Hypothesis test and confidence interval

Procedures for Hypothesis Test¶

Define context
- $H_0: parameter =\ ...$
- $H_a: parameter\ condition\ ...$
- $parameter$ is the ...
- $\alpha =\ ...$
Verify inference conditions
Find p-value
Conclusion
- $p\ condition\ \alpha$
- $H_0$ should/should not be rejected
- The data provides sufficient evidence that ...

Procedures for Confidence Interval¶

Verify confidence interval conditions
Find confidence interval
- $CI = statistic \pm (critical\ value) \times (standard\ error\ of\ statistic)$
We can be $C\%$ confident that the interval from $lower\ limit$ to $upper\ limit$ captures the actual value of the $parameter$

Population Proportions¶

One-sample z-test.

Conditions:

Independence condition
- Random sampling/assignment
- If sampling without replacement, $n < 0.1 N$
Approximately normally distributed
- $\left\{\begin{aligned} np_0 &\geq 10 \\ n(1-p_0) &\geq 10 \end{aligned}\right.$

Test statistic:

$z = \dfrac{\hat{p} - p_0}{\sqrt{\dfrac{p_0 (1-p_0)}{n}}}$
standard error = $\sqrt{\dfrac{p_0 (1-p_0)}{n}}$

Differences in Population Proportions¶

Two-sample z-test .

◆ GIVEN ENTRIES ◆
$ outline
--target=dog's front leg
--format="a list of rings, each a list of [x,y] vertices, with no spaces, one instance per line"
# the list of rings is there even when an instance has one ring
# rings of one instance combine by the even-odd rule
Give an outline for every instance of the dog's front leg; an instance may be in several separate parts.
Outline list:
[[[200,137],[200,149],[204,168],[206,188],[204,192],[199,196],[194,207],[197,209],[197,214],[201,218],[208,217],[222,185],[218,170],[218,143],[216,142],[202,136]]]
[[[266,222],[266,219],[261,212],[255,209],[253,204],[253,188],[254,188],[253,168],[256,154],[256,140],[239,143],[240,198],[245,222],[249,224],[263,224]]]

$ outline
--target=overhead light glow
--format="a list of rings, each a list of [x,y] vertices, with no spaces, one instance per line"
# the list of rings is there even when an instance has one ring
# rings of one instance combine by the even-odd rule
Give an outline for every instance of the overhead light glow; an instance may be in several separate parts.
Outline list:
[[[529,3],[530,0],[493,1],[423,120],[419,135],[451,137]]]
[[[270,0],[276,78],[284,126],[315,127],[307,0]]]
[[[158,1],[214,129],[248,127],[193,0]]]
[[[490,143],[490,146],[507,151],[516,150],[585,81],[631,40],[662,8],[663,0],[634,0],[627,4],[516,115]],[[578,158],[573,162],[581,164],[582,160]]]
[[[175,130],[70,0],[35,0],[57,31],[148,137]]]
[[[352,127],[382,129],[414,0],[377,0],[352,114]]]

◆ REQUIREMENTS ◆
• a. Replace every "instance" in the records with "object" and write the records out again, leaving everything else unchanged.
• b. Please continue the notes on hypothesis tests and confidence intervals from the point where they stop.
The records have nothing to do with the notes on hypothesis tests and confidence intervals.

◆ ANSWERS TO THE PROBLEMS ◆
• a.
$ outline
--target=dog's front leg
--format="a list of rings, each a list of [x,y] vertices, with no spaces, one object per line"
# the list of rings is there even when an object has one ring
# rings of one object combine by the even-odd rule
Give an outline for every object of the dog's front leg; an object may be in several separate parts.
Outline list:
[[[200,137],[200,149],[204,168],[206,188],[204,192],[199,196],[194,207],[197,209],[197,214],[201,218],[208,217],[222,185],[218,170],[218,143],[216,142],[202,136]]]
[[[266,222],[266,219],[261,212],[255,209],[253,204],[253,188],[254,188],[253,168],[256,154],[256,140],[239,143],[240,198],[245,222],[249,224],[263,224]]]

$ outline
--target=overhead light glow
--format="a list of rings, each a list of [x,y] vertices, with no spaces, one object per line"
# the list of rings is there even when an object has one ring
# rings of one object combine by the even-odd rule
Give an outline for every object of the overhead light glow; an object may be in several separate parts.
Outline list:
[[[529,3],[530,0],[493,1],[423,120],[419,135],[451,137]]]
[[[270,0],[276,78],[284,126],[315,127],[307,0]]]
[[[158,1],[214,129],[248,127],[193,0]]]
[[[490,143],[490,146],[507,151],[516,150],[585,81],[631,40],[662,8],[663,0],[634,0],[627,4],[516,115]],[[578,158],[573,162],[581,164],[582,160]]]
[[[175,130],[70,0],[35,0],[57,31],[148,137]]]
[[[352,127],[382,129],[414,0],[377,0],[352,114]]]

• b.
Conditions:

Independence condition
- Random sampling/assignment
- If sampling without replacement, $n < 0.1 N$
Approximately normally distributed
- Combined proportion/pooled proportion $\hat{p}_c = \dfrac{X_1 + X_2}{n_1 + n_2}$ , $X = n \hat{p}$
- $\left\{\begin{aligned} n_1\hat{p}_c &\geq 10 \\ n_1(1-\hat{p}_c) &\geq 10 \\ n_2\hat{p}_c &\geq 10 \\ n_2(1-\hat{p}_c) &\geq 10 \end{aligned}\right.$

Test statistic:

$z = \dfrac{(\hat{p}_1 - \hat{p}_2) - 0}{\sqrt{\dfrac{\hat{p}_1(1-\hat{p}_1)}{n_1} + \dfrac{\hat{p}_2(1-\hat{p}_2)}{n_2}}}$
standard error = $\sqrt{\dfrac{\hat{p}_1(1-\hat{p}_1)}{n_1} + \dfrac{\hat{p}_2(1-\hat{p}_2)}{n_2}}$

Population Means¶

One-sample t-test.

Conditions:

Independence condition
- Random sampling/assignment
- If sampling without replacement, $n < 0.1 N$
Approximately normally distributed
- Approximately symmetric
- No outliers
If very skewed, $n \geq 30$

Test statistic:

$t = \dfrac{\overline{x} - \mu}{\frac{s}{\sqrt{n}}}$
standard error = $\dfrac{s}{\sqrt{n}}$

Differences in Population Means¶

Two-sample t-test.

Conditions:

Independence condition
- Random sampling/assignment
- If sampling without replacement, $n < 0.1 N$
Approximately normally distributed
- Approximately symmetric
- No outliers
If very skewed, $n \geq 30$

Test statistic:

$t = \dfrac{\overline{x}_1 - \overline{x}_2}{\sqrt{\dfrac{s_1^2}{n_1} + \dfrac{s_2^2}{n_2}}}$
standard error = $\sqrt{\dfrac{s_1^2}{n_1} + \dfrac{s_2^2}{n_2}}$

Differences in Matched Pairs¶

One-sample t-test.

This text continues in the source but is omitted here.